━━━━━ Übungstext ━━━━━

Die gute Nachricht neben all den schlechten, die uns die Pandemie beschert hat, ist, dass die Lebensmittelversorgung in Europa auch in Krisenzeiten reibungslos klappt! Die Versorgungskette für Lebensmittel hat während der gesamten aktuellen Krise wohl am besten funktioniert. Die Lebensmittelregale in den Läden in Europa waren zu keinem Zeitpunkt leer.
Allerdings hat die Pandemie einige Schwachstellen ans Licht gebracht, denen vorher keine Beachtung geschenkt wurde. Ich möchte kurz auf drei von ihnen eingehen.
Ein Problem, das schnell zutage trat, betraf die Beschäftigung von Erntehelfern in der Landwirtschaft, und ein weiteres war die Struktur der Fleischindustrie.
In beiden Fällen stützte sich die Produktion auf billige Arbeitskräfte vornehmlich aus Osteuropa und auf Migranten (bzw. Drittstaatsangehörige). Dabei wurde das Recht der Arbeitnehmer auf Freizügigkeit in Europa missbraucht, und es entstand ein enormer Preisdruck auf landwirtschaftliche Erzeugnisse und Lebensmittel.
Durch die Reisebeschränkungen und Lockdowns wurden diese Ketten unterbrochen. Gleichzeitig kamen die katastrophalen Lebens- und Arbeitsbedingungen dieser Menschen ans Licht der Öffentlichkeit, die zudem zur Entstehung von Infektionsketten und -clustern führten. Die deutsche Regierung etwa erließ daraufhin Vorschriften zum Schutz der Arbeitskräfte in der Fleischindustrie.
Der dritte Bereich der Lebensmittelversorgungskette, der massiv beeinträchtigt ist, ist das Hotel- und Gaststättengewerbe sowie die Tourismusbranche weltweit.

━━━━━ Material zur Übung ━━━━━

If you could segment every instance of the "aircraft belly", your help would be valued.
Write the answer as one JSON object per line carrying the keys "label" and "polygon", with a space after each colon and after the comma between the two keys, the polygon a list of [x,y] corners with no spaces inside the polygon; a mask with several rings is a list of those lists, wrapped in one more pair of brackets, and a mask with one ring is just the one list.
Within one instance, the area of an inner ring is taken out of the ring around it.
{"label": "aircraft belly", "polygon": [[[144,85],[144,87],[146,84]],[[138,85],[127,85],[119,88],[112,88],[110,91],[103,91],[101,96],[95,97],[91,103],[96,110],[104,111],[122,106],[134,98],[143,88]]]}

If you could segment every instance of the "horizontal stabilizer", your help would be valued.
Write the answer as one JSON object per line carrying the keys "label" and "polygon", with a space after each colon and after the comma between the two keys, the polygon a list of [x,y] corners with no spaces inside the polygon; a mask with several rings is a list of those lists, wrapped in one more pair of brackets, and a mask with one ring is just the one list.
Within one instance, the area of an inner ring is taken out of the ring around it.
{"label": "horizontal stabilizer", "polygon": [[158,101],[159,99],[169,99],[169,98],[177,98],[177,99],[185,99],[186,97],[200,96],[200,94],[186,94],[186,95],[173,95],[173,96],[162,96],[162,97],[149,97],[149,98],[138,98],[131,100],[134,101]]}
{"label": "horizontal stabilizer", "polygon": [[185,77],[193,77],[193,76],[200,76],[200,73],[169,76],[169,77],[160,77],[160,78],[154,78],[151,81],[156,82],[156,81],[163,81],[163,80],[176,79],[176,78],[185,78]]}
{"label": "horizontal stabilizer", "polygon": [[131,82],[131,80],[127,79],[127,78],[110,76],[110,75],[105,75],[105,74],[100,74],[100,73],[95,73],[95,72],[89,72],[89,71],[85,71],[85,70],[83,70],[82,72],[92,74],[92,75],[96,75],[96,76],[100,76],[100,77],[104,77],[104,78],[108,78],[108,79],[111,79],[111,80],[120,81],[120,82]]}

━━━━━

• [Was zu tun ist]:
1. Beantworte kurz diese Fragen zum Text über die Lebensmittelversorgung:
(a) Was war in den Läden in Europa zu keinem Zeitpunkt leer?
(b) Auf welche Arbeitskräfte stützte sich die Produktion bei den Erntehelfern und in der Fleischindustrie?
(c) Welche Regierung erließ Vorschriften zum Schutz der Arbeitskräfte in der Fleischindustrie?
2. Fasse im Text über die Lebensmittelversorgung den Absatz, der mit „Durch die Reisebeschränkungen und Lockdowns“ beginnt, als knappe Stichpunktliste zusammen.
Für die Antworten zählt nur der Text über die Lebensmittelversorgung.

• [Erwartete Antworten]:
1.
(a) Die Lebensmittelregale.
(b) Auf billige Arbeitskräfte vornehmlich aus Osteuropa und auf Migranten (bzw. Drittstaatsangehörige).
(c) Die deutsche Regierung.

2.
- Reisebeschränkungen und Lockdowns unterbrachen diese Ketten.
- Die katastrophalen Lebens- und Arbeitsbedingungen dieser Menschen wurden öffentlich bekannt.
- Diese Bedingungen führten zu Infektionsketten und -clustern.
- Daraufhin erließ etwa die deutsche Regierung Vorschriften zum Schutz der Arbeitskräfte in der Fleischindustrie.